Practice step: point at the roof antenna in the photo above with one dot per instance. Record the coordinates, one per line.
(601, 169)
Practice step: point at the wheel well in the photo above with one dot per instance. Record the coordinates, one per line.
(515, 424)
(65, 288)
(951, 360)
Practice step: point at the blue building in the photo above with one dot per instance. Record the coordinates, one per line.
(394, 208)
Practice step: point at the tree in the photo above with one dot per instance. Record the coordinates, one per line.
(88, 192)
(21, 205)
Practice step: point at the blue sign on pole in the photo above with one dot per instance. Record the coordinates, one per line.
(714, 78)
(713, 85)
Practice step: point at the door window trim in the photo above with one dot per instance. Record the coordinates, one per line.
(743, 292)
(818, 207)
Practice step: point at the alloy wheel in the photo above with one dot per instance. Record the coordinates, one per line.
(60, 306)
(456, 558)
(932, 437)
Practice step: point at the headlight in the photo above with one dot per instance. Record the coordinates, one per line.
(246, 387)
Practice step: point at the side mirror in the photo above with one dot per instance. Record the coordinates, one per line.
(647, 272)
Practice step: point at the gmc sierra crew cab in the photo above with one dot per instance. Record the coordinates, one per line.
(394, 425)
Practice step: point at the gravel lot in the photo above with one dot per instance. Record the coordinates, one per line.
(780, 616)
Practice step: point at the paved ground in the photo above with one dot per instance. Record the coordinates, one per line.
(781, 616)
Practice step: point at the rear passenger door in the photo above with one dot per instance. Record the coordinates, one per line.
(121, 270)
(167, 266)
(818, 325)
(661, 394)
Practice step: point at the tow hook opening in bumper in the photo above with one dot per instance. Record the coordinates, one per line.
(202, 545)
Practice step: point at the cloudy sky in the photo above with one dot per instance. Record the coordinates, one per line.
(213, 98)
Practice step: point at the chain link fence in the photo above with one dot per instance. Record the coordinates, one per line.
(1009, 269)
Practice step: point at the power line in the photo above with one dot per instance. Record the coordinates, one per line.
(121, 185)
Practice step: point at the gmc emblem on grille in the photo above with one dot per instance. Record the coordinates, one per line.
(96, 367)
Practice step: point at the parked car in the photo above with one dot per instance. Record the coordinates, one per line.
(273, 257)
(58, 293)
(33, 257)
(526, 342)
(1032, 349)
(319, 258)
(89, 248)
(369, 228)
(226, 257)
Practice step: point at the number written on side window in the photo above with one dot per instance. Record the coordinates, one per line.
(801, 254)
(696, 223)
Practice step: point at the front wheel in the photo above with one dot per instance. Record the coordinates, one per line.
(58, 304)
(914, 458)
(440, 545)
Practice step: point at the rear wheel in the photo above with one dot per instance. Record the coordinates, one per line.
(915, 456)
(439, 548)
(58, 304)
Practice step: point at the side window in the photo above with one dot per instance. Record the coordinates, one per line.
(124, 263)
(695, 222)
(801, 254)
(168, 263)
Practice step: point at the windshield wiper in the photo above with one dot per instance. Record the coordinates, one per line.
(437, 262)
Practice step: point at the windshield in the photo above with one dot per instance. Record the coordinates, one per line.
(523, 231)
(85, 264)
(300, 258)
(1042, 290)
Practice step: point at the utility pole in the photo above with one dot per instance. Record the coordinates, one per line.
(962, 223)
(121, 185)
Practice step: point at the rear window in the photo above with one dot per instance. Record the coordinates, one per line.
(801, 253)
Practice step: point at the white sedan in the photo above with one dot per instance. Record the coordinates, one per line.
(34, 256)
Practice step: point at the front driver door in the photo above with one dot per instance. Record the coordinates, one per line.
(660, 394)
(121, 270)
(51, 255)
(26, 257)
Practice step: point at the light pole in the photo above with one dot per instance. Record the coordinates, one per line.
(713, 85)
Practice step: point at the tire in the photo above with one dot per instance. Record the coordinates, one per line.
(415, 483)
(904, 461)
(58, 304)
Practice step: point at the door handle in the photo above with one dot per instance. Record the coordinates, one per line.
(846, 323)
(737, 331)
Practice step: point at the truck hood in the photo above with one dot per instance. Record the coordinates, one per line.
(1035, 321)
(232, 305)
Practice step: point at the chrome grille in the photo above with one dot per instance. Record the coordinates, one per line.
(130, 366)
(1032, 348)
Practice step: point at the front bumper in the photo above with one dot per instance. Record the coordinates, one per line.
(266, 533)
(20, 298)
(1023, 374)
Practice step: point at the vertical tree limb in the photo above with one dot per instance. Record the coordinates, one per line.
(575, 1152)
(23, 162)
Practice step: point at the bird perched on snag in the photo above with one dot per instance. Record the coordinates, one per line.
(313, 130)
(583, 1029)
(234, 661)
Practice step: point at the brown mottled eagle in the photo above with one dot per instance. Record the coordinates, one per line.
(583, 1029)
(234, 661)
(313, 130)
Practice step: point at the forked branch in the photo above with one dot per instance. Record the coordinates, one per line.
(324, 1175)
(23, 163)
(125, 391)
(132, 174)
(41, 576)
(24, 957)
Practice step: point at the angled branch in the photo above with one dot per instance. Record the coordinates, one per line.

■ What to produce ■
Copy out the records above without changes, from the line that contains "Practice step: point at the tow" through the line that contains "(1009, 269)", with both of those lines included.

■ Full answer ■
Practice step: point at the tow hook opening in bumper in the photo above with one dot per instance. Record the coordinates, one per line.
(202, 545)
Practice step: point at the cloudy sky in the photo above with one dot per instance. Record the coordinates, one per line.
(213, 98)
Practice step: point at the chain link fence in the photo above with one dot per instance. Record the coordinates, one per line.
(1009, 269)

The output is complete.